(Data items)
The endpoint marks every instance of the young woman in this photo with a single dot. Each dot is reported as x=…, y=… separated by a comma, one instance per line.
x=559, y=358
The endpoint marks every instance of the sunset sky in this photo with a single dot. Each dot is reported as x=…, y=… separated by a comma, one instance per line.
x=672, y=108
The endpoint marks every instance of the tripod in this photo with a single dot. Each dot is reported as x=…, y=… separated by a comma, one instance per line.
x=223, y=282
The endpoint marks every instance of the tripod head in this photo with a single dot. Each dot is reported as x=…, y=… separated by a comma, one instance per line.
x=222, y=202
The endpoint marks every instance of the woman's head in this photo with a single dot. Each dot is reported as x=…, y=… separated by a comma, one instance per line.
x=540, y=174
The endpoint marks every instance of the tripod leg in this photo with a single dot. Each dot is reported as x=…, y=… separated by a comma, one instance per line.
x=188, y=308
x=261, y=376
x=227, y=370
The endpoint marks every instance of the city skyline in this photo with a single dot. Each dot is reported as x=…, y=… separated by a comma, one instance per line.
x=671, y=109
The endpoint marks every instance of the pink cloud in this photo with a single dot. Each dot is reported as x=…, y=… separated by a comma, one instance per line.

**Aim of the task**
Can you turn each line of the listing above into a numbered list, leaving out any blank lines?

**Exercise output**
1. The endpoint marks every instance of the young woman in this photo with a single dot. Each dot is reported as x=…, y=… separated by a comma, one instance per line.
2. x=559, y=358
3. The endpoint marks every instance of the sunset sky in this photo with a single dot. Each dot is reported as x=…, y=… separated by a comma, one instance per line.
4. x=672, y=108
5. The endpoint marks every instance of the tripod in this photo with a single dot. Each dot is reported as x=…, y=… separated by a comma, one instance per line.
6. x=223, y=282
7. The endpoint marks every instance of the tripod head in this photo with a single dot. Each dot is reported as x=…, y=… separated by a comma, one instance per line.
8. x=222, y=202
9. The endpoint marks every instance of the woman's head in this photo with a single dot. Each dot is reported as x=…, y=… separated by a comma, one instance per line.
10. x=540, y=174
11. The endpoint marks every instance of the tripod leg in this photo with a single dot. Each dot is reported as x=…, y=… separated by a comma, one instance per line.
12. x=188, y=308
13. x=261, y=376
14. x=227, y=370
15. The endpoint marks every instance of the city skyline in this photo with a single dot. Each dot is reported as x=…, y=… separated by a comma, one instance per line.
16. x=671, y=109
17. The endpoint marks every instance of the pink cloud in this photo with a single dot. Each dot is reported as x=…, y=… separated by a comma, one instance per line.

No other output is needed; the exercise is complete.